START Information
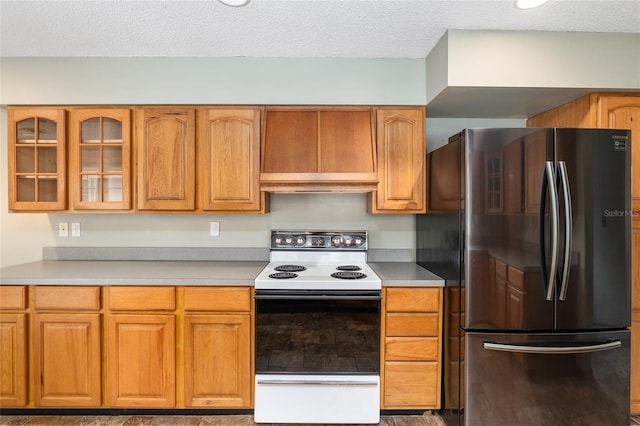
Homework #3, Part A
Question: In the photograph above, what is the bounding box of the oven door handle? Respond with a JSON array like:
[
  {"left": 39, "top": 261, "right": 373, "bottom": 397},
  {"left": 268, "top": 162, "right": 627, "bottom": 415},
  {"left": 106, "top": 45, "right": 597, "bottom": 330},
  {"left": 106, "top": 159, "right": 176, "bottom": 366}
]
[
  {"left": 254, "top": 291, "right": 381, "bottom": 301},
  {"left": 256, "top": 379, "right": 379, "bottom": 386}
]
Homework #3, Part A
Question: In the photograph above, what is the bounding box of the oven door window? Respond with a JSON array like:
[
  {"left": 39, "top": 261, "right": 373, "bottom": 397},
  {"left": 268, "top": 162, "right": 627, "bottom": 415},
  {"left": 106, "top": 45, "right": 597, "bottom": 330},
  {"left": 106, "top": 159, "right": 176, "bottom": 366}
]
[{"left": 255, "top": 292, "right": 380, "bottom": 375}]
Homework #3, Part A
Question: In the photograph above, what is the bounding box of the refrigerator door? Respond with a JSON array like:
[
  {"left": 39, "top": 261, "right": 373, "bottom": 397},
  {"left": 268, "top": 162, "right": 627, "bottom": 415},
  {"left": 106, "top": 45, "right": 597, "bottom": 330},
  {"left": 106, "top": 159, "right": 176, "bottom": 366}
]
END Information
--- Exercise ---
Copy each line of the data that includes the word "bounding".

--- Response area ---
Question: In the photograph above, what is the bounding box of the oven door handle? Respond with a JSON array like:
Question: In the photograph above, what is the bounding box of the oven door window? Respond with a JSON array like:
Question: In the photograph above, what is the bounding box of the refrigerator door? Respond with a JSON array like:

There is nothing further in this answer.